* Extract provided
CLARUS-VAD: Contrastive Learning and Anomaly Detection for Respiratory Ultrasound Screening - Video-level Anomaly Detection
CLARUS_VAD is a dual-branch framework that detects lung consolidations in pediatric lung ultrasound (LUS) at the video level by fusing:
- an unsupervised branch: VAE → UMAP anomaly detection using Euclidean distance from a normal centroid, tuned by a fixed distance threshold; and
- a self-supervised branch: contrastive learning with a Convolutional Autoencoder (CAE) on positive/negative frame pairs plus a lightweight binary classifier head.
Frame-wise outputs from both branches are combined via a weighted fusion score to yield a single video-level decision. The system exposes tunable thresholds and weights to emphasize sensitivity or specificity for clinical needs. Evaluation is patient-independent via Leave-One-Out Cross-Validation (LOOCV). Key ideas (from the paper): - VAE encoder learns latent features; UMAP reduces to 2D; frames far from the normal centroid are flagged as anomalies (useful for large consolidations).
- CAE + contrastive loss learns similarity/dissimilarity on pairs (useful for small consolidations); a classifier head produces frame-level probabilities.
- Fusion score: a weighted combination of normalized SSL probability and normalized UMAP anomaly percentage produces the video label using a single cutoff. Parameters (SSLthreshold, FixedThreshold, SSLweight, UMAPweight, Tfusion) are tuned empirically.
-
PedLUS dataset (Lusaka, Zambia; mBSUS study): 200 children with pneumonia symptoms and 200 age/sex-matched healthy controls; 12 standardized sweeps per participant (six lung regions, sagittal & transverse).Curated and Annotated Dataset of Lung US Images in Zambian Children with Clinical Pneumonia
-
Expert-annotated subset: 176 sweeps from 57 children with start/end frame labels for small vs large consolidations.
-
Preprocessing: removal of textual artifacts prior to modeling.

* Directions
a. Answer these questions about the CLARUS-VAD description.
(i) To how many dimensions does UMAP reduce the VAE latent features?
(ii) How many children contributed the sweeps in the expert-annotated subset?
(iii) Which cross-validation scheme is used for patient-independent evaluation?
b. Continue the CLARUS-VAD description, starting after its final line.

* Data provided
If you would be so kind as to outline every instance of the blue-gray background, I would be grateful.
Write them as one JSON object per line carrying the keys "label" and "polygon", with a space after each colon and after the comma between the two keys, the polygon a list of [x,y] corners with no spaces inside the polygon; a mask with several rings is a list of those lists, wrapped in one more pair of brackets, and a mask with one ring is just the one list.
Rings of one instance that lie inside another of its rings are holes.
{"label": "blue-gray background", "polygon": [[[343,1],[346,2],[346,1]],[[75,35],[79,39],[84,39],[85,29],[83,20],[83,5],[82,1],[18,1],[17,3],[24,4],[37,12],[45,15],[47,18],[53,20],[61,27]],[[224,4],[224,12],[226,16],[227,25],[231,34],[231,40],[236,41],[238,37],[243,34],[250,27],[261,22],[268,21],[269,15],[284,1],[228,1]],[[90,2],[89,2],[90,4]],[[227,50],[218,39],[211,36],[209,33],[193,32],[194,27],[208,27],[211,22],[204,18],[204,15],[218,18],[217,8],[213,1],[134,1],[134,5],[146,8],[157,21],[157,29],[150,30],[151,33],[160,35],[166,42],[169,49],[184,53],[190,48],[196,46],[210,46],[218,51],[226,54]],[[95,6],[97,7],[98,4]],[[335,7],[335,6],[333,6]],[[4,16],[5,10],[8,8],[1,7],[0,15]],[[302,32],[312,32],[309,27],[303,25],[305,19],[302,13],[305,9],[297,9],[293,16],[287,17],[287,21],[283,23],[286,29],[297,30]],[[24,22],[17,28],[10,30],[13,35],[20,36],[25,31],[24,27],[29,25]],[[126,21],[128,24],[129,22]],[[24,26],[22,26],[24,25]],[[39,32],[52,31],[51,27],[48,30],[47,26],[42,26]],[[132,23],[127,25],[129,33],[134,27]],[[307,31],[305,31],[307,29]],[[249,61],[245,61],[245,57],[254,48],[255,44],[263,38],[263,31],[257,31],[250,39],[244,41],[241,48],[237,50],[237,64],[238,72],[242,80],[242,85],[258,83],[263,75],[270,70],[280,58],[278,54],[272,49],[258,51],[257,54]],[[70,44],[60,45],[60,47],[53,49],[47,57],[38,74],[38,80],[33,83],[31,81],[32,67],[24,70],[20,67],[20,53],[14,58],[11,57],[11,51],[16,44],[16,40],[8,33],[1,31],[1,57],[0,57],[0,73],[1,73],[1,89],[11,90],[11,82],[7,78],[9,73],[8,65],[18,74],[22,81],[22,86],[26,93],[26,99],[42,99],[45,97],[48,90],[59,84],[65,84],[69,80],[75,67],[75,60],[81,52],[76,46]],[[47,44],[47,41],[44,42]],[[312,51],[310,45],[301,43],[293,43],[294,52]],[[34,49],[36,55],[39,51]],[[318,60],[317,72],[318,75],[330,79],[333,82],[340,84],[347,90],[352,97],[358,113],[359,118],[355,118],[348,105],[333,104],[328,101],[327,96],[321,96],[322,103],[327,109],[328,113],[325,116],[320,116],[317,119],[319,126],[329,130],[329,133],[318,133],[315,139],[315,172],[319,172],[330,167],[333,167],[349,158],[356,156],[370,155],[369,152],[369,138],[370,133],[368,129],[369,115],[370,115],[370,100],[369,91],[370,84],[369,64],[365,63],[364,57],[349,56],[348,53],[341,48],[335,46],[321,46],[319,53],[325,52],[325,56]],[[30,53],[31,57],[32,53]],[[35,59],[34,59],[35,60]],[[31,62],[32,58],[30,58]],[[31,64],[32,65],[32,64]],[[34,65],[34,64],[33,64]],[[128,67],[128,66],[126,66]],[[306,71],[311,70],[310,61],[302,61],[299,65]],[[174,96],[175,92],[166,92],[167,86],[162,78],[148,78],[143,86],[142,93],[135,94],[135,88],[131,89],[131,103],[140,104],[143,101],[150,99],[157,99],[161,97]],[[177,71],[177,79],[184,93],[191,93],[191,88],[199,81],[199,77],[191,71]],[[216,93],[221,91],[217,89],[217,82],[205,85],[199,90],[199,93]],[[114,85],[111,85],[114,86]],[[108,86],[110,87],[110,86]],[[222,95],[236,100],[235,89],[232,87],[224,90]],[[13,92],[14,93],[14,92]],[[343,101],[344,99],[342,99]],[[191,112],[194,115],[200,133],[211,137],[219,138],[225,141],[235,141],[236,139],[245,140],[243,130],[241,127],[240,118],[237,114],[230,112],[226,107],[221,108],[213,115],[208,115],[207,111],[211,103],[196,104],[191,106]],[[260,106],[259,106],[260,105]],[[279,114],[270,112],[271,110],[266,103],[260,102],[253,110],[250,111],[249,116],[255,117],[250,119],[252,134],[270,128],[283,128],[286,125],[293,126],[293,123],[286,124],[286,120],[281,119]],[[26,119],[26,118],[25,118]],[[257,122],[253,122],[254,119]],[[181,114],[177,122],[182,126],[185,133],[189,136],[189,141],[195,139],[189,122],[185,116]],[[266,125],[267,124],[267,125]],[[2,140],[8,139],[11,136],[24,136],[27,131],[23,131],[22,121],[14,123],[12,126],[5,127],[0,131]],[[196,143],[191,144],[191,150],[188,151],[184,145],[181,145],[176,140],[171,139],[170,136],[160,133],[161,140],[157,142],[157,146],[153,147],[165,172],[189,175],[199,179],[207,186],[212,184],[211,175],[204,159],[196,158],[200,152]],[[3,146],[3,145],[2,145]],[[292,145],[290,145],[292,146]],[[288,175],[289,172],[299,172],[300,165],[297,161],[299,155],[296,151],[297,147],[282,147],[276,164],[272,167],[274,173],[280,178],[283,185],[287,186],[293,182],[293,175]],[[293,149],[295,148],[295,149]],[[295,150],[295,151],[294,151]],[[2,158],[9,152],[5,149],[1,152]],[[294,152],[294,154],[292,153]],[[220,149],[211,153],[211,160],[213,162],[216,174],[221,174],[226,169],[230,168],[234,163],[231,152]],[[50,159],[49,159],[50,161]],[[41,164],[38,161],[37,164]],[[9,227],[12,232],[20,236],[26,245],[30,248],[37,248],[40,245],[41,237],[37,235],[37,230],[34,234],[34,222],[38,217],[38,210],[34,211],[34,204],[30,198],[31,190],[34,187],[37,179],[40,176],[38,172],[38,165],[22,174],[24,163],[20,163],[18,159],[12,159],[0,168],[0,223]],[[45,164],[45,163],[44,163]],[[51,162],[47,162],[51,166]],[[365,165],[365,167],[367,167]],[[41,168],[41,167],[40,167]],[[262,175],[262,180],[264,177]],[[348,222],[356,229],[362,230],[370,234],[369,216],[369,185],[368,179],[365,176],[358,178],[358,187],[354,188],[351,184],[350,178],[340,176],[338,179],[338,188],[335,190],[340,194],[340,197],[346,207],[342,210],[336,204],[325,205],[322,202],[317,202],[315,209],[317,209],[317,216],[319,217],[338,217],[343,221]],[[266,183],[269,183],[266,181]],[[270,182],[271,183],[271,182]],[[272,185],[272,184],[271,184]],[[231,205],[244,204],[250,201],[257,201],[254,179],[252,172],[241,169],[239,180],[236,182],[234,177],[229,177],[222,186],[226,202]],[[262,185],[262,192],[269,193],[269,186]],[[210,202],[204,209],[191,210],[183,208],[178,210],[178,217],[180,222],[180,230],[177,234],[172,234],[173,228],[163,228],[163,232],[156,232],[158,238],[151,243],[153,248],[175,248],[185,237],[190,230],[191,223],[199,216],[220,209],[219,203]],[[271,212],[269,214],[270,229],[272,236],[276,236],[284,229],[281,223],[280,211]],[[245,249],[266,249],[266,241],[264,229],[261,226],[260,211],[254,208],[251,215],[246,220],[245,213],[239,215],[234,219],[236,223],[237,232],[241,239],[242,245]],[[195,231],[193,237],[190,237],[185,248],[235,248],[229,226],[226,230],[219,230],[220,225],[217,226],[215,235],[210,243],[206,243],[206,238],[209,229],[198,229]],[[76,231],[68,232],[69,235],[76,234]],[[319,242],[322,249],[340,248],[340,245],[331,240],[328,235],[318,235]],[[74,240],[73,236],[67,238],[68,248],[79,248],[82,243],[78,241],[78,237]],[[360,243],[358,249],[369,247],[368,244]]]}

* Exercise answers
a.
(i) UMAP reduces them to two dimensions (2D).
(ii) The sweeps come from 57 children.
(iii) Leave-One-Out Cross-Validation (LOOCV) is used.

b.
-
Unsupervised branch training set: 265 videos (balanced: consolidation / no-consolidation) to fit the VAE/UMAP pipeline.
-
Self-supervised branch pairs: 940 frames from 97 videos to form positive/negative pairs (pairs are drawn from different videos).
-
Evaluation: LOOCV at the patient level (one patient held out for testing per fold; no validation set, fixed epoch training).
CLARUS_VAD, fusion models with tunable weights/thresholds (no external pretraining):
- Fusion-Model-1 — F1 0.62, Accuracy 0.51, Sensitivity 0.86, Specificity 0.20, Balanced Acc 0.53.
- Fusion-Model-2 — F1 0.66, Accuracy 0.58, Sensitivity 0.91, Specificity 0.31, Balanced Acc 0.62.
- Fusion-Model-3 — F1 0.68 (best), Accuracy 0.61, Sensitivity 0.91, Specificity 0.35, Balanced Acc 0.63.
Notes on interpretability and behavior:
- Grad-CAM visualizations (SSL branch) highlight clinically relevant regions for both small and large consolidations.
- UMAP distance plots show clear spikes at frames containing large consolidations relative to a normal centroid and fixed distance threshold.
Overall, CLARUS_VAD prioritizes high sensitivity (up to 0.91) with competitive F1 (0.68) while avoiding reliance on large labeled datasets or external pretraining, and offers clinically tunable parameters for deployment.